DATA TO EXAMINE:

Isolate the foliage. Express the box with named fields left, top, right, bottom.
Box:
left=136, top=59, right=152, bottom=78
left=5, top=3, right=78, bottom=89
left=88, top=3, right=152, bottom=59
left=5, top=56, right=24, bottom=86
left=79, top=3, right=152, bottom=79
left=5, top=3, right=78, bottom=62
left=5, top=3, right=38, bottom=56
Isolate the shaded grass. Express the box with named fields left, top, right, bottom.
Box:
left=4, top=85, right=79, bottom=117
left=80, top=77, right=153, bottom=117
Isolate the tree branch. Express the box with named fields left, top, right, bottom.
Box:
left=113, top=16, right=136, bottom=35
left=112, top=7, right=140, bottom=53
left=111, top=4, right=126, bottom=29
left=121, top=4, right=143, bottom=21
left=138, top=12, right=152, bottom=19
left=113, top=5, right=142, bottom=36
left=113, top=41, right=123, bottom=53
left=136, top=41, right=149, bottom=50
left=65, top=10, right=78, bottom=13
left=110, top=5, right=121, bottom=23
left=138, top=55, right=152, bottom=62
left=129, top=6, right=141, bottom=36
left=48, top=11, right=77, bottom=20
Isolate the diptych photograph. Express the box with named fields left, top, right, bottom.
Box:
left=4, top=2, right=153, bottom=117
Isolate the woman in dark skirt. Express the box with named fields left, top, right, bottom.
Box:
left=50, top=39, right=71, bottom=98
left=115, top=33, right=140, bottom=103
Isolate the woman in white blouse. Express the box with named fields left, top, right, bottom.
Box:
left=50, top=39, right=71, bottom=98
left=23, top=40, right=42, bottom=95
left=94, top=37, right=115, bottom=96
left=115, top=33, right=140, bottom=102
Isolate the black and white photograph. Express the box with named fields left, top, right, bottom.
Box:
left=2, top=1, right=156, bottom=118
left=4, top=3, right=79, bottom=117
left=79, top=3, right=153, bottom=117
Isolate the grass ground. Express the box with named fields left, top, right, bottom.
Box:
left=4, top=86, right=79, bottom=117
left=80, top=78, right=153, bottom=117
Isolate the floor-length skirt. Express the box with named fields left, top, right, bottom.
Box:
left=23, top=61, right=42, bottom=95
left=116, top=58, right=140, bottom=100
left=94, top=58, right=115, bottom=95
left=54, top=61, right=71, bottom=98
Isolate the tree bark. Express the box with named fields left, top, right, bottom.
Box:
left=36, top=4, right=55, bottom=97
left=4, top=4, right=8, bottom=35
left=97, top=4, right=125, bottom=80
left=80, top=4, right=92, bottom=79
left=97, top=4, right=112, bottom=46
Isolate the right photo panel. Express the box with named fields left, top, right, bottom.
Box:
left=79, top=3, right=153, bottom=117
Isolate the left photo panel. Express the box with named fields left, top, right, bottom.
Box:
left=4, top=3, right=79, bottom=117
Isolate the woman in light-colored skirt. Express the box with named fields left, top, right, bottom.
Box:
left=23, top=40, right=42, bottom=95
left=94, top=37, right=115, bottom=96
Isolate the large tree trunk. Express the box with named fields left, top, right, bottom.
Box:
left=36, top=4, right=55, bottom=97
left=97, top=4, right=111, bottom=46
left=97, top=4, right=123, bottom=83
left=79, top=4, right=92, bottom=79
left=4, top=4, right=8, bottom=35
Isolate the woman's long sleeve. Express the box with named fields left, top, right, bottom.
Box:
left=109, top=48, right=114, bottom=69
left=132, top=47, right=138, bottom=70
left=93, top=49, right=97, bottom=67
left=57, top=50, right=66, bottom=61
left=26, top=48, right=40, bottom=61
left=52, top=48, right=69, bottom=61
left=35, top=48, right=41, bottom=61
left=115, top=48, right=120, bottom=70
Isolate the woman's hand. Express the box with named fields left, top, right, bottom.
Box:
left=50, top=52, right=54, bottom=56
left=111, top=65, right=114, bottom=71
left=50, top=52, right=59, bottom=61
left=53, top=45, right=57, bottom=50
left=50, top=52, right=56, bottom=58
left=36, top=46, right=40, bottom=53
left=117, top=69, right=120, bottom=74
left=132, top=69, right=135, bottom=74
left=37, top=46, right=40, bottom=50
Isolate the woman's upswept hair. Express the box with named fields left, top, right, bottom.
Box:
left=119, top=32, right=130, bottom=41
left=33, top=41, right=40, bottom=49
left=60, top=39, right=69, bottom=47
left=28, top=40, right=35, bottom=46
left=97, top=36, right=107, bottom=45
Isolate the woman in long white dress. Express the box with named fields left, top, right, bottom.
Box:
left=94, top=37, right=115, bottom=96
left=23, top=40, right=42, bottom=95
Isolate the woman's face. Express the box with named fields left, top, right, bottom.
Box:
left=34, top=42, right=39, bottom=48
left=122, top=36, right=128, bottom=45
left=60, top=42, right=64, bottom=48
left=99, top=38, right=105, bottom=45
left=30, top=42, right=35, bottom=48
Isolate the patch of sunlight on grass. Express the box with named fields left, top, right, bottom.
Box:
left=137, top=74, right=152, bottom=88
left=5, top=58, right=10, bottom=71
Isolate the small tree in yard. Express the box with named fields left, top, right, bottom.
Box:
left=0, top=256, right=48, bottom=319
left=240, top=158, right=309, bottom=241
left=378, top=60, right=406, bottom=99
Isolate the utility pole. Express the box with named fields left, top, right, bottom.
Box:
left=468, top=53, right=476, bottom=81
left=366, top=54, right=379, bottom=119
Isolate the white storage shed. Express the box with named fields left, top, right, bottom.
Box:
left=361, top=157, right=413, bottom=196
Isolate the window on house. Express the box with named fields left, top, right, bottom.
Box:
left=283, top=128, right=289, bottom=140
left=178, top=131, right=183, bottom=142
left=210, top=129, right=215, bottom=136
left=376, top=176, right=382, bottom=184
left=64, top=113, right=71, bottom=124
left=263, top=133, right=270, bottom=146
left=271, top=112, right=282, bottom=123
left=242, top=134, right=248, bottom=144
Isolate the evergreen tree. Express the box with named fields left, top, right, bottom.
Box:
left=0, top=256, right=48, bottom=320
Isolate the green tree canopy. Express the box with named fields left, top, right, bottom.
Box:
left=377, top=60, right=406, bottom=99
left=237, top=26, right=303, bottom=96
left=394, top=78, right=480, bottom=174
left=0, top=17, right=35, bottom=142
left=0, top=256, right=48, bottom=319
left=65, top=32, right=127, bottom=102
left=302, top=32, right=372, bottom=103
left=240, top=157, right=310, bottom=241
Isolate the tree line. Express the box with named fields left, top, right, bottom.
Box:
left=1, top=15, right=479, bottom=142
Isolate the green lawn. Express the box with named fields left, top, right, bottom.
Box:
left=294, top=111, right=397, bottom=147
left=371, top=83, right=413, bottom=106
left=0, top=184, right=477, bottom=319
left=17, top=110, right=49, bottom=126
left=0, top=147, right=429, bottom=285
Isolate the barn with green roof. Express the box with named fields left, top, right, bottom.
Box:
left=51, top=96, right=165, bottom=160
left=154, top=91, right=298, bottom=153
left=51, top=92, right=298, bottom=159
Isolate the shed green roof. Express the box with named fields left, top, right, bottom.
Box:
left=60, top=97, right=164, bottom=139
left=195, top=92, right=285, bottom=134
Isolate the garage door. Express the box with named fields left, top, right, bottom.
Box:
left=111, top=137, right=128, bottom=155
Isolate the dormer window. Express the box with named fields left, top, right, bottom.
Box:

TASK TO COMPLETE: Only the lines above starting at the one containing "Isolate the large" and ending at the one containing "Isolate the woman's hand.", both included, are to be returned, exactly as they read.

COMPLETED TASK:
Isolate the large tree trunk. Express the box with named fields left, top, right, bottom.
Box:
left=36, top=4, right=55, bottom=97
left=97, top=4, right=111, bottom=46
left=97, top=4, right=123, bottom=83
left=79, top=4, right=92, bottom=79
left=4, top=4, right=8, bottom=35
Isolate the woman's long sleeve. Express the box with named fields left, top, right, bottom.
Box:
left=109, top=48, right=114, bottom=69
left=132, top=47, right=138, bottom=70
left=93, top=49, right=97, bottom=67
left=57, top=50, right=66, bottom=61
left=26, top=48, right=40, bottom=61
left=52, top=48, right=69, bottom=61
left=35, top=48, right=41, bottom=61
left=115, top=48, right=120, bottom=70
Isolate the woman's hand. Express the box with named fields left, top, right, bottom.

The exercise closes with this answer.